The presumption of extremely negative effects in a small number of industries associated with social activities is consistent with macro-economic models designed by economists to study other coronavirus epidemics, like SARS in 2003.

The entire output of social businesses amounts to just under $2 trillion, which is 9% of GDP. It would cost around $500 billion to sustain 100% of the income flowing to these industries for three months. These businesses are all directly affected by social distancing, but it is unlikely that every business across the country will lose the entirety of their revenue. Some art and entertainment performances could be performed with no live audience and televised. This would result in some substantial loss of revenue but much less than 100%, especially with a captive socially-isolated audience. Some restaurants could shift to delivery services and recoup some of their lost revenue or accept customers in small groups. Thus, the total need for these social businesses should be somewhat less than $500 billion over three months, perhaps $250 billion.

(Items stored from a collection)
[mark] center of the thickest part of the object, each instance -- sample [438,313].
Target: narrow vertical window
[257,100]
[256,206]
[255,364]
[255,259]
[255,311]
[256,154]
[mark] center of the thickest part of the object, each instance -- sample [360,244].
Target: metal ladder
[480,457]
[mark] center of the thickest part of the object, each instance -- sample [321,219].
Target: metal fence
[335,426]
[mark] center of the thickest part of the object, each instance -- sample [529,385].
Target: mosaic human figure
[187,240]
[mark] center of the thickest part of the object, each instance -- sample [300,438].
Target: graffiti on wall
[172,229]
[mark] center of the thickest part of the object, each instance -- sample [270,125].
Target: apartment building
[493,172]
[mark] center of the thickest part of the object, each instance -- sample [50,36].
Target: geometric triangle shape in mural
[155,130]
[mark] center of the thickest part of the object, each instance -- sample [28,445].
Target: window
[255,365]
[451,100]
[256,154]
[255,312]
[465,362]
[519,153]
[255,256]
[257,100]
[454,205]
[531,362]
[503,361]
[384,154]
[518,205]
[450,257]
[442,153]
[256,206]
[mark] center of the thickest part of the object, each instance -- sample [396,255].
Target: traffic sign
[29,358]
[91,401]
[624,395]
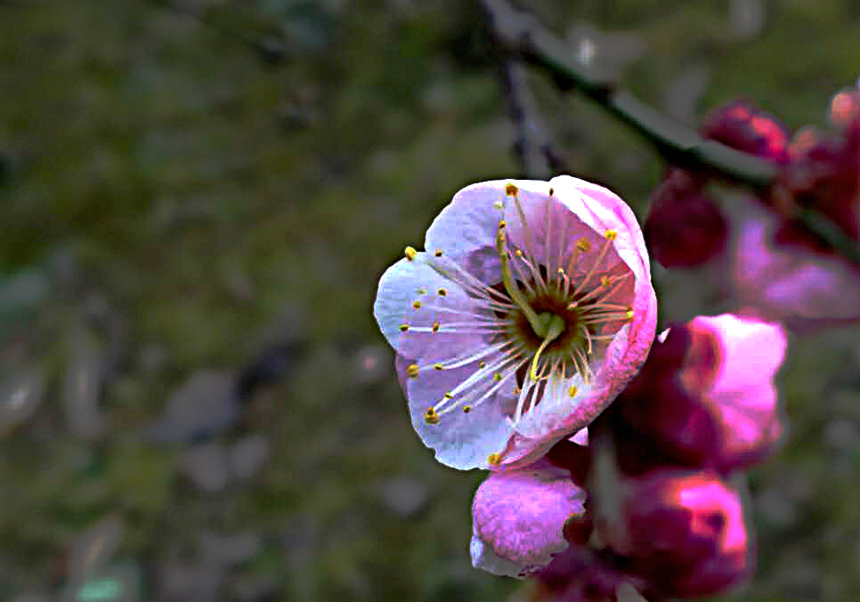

■ EXERCISE AIM:
Reproduce the passage on losses to social businesses verbatim, from "The entire output" up to and including "perhaps $250 billion.".

■ ANSWER SECTION:
The entire output of social businesses amounts to just under $2 trillion, which is 9% of GDP. It would cost around $500 billion to sustain 100% of the income flowing to these industries for three months. These businesses are all directly affected by social distancing, but it is unlikely that every business across the country will lose the entirety of their revenue. Some art and entertainment performances could be performed with no live audience and televised. This would result in some substantial loss of revenue but much less than 100%, especially with a captive socially-isolated audience. Some restaurants could shift to delivery services and recoup some of their lost revenue or accept customers in small groups. Thus, the total need for these social businesses should be somewhat less than $500 billion over three months, perhaps $250 billion.